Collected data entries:
# # # # #

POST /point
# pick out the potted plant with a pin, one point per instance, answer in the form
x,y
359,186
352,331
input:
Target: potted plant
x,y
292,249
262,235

# # # # #

Aim: Reproduce every line of the records above, requests included, but multiply each x,y coordinate in the answers by 2.1 and round to the nearest whole number, with halves going up. Leave every number in the requests unchanged.

Complete output:
POST /point
# pick out the potted plant with a pin, one point per instance, answer in the form
x,y
359,186
352,331
input:
Target: potted plant
x,y
613,523
550,494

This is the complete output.